Problem to work on:
Using the records that follow, copy every line containing the word "target".

Data for the task:
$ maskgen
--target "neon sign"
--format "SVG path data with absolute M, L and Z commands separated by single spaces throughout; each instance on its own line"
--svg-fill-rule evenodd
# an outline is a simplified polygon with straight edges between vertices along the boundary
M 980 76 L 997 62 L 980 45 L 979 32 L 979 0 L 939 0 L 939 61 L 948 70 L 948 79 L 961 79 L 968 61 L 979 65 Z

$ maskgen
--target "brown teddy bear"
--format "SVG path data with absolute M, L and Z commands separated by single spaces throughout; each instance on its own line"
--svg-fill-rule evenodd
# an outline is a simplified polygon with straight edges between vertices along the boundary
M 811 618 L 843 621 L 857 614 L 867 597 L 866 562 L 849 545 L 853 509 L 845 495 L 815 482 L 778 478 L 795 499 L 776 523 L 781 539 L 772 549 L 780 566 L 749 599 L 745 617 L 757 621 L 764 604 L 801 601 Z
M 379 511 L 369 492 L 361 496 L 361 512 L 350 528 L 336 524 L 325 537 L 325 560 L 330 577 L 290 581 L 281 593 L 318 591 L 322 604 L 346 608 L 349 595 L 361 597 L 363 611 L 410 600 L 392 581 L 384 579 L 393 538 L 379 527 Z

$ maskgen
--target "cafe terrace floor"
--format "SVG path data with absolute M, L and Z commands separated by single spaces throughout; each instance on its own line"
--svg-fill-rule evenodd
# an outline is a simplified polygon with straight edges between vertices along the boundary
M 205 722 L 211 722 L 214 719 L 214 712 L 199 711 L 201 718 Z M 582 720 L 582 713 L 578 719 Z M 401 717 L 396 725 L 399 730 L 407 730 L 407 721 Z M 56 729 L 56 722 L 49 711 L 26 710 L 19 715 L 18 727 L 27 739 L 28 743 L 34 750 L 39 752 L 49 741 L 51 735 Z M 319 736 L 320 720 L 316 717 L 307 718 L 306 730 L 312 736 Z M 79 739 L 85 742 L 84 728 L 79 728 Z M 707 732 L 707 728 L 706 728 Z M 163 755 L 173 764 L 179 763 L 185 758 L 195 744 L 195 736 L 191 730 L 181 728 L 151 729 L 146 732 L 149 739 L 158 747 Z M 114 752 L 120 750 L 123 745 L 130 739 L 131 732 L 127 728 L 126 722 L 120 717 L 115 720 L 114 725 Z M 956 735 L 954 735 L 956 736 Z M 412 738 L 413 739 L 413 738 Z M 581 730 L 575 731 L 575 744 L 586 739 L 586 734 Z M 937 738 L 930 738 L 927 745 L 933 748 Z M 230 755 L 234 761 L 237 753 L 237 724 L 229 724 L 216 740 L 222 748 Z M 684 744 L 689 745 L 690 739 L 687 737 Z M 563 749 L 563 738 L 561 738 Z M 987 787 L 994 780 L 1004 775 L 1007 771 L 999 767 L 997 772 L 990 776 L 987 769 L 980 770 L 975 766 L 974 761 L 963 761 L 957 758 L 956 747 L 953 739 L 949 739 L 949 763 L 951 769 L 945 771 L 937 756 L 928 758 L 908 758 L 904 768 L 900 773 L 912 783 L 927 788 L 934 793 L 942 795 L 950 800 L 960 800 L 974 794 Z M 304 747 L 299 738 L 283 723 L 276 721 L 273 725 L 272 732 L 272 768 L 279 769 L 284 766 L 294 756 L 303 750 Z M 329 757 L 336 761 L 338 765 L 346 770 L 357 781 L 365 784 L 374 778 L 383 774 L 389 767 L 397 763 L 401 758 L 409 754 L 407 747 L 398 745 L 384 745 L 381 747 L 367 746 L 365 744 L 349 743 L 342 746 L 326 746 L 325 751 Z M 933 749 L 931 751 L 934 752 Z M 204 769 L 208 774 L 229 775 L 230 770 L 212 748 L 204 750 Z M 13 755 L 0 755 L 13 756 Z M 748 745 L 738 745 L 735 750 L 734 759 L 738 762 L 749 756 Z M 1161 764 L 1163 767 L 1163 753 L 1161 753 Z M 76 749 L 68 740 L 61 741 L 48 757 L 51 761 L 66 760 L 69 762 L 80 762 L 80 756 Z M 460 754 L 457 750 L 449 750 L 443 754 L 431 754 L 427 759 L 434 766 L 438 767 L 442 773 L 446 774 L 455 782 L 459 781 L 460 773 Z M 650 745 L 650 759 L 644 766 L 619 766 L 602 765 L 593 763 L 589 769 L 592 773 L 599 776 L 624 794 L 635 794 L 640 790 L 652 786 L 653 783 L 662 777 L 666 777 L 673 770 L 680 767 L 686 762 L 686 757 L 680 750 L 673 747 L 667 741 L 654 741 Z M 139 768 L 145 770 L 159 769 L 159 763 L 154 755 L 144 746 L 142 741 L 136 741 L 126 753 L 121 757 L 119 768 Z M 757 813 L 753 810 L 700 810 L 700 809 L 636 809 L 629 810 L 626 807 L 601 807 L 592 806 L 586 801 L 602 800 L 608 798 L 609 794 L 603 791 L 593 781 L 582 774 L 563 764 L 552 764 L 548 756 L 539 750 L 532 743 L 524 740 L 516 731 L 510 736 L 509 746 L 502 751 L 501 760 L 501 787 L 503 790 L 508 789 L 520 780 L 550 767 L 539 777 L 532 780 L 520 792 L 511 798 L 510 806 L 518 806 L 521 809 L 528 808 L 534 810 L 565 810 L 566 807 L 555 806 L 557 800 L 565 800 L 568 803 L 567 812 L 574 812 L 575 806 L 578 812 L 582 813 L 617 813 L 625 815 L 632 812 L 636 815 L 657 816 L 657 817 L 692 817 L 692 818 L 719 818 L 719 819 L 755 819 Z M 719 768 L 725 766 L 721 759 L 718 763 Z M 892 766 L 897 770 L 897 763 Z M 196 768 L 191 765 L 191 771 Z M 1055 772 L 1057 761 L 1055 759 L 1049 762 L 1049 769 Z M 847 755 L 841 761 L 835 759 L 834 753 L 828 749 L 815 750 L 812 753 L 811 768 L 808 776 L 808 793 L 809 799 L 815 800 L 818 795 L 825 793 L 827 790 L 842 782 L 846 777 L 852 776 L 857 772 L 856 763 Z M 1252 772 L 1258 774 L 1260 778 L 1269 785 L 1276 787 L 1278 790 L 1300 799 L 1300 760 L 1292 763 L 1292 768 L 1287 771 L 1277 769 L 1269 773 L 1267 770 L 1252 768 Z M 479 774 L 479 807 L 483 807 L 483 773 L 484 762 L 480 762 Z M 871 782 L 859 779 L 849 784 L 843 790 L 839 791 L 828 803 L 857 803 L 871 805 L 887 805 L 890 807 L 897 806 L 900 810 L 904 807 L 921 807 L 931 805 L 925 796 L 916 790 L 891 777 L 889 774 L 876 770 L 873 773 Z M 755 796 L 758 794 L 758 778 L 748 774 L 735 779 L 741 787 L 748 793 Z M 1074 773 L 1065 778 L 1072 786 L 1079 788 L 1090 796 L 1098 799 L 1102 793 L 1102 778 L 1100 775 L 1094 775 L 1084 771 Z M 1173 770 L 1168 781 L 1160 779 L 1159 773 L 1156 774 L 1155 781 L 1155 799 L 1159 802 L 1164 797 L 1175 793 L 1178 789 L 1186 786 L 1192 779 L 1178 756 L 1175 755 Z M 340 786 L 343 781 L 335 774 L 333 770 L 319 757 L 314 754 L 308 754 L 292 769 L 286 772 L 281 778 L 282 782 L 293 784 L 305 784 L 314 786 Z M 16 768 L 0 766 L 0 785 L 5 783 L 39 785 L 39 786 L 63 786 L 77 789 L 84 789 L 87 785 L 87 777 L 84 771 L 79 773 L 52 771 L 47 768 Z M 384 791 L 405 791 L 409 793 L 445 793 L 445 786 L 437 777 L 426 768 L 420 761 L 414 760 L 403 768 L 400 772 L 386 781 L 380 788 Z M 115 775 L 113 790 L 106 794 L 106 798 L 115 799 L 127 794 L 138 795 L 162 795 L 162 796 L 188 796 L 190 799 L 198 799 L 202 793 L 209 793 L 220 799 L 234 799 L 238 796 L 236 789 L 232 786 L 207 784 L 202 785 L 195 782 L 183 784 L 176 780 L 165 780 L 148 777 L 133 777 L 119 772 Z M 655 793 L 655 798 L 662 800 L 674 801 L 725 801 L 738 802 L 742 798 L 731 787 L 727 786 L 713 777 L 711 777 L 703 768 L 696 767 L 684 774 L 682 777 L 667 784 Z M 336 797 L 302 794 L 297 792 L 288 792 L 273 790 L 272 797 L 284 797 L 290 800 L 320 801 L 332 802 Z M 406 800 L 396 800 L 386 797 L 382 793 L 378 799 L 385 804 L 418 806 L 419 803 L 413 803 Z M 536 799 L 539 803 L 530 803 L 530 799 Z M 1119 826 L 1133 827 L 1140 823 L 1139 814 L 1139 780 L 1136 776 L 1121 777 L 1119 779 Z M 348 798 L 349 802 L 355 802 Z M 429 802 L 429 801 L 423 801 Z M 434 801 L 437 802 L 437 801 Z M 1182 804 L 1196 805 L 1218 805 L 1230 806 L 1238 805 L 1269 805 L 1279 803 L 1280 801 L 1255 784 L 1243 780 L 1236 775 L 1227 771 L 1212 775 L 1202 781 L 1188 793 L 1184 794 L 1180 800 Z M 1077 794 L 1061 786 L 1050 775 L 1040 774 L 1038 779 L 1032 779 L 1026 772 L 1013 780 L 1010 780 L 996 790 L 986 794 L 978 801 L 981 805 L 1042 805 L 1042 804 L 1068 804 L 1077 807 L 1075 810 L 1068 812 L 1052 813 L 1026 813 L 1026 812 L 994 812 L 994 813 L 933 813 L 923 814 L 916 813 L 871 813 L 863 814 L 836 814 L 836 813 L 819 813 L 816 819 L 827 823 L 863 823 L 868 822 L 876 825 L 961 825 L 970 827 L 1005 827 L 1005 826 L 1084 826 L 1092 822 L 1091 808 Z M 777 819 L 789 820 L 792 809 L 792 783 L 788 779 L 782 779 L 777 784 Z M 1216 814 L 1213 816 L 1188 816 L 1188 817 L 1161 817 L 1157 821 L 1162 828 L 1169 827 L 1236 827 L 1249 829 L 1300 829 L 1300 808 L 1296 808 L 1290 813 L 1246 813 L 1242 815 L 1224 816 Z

Response:
--target "neon sign"
--target "brown teddy bear"
--target "cafe terrace floor"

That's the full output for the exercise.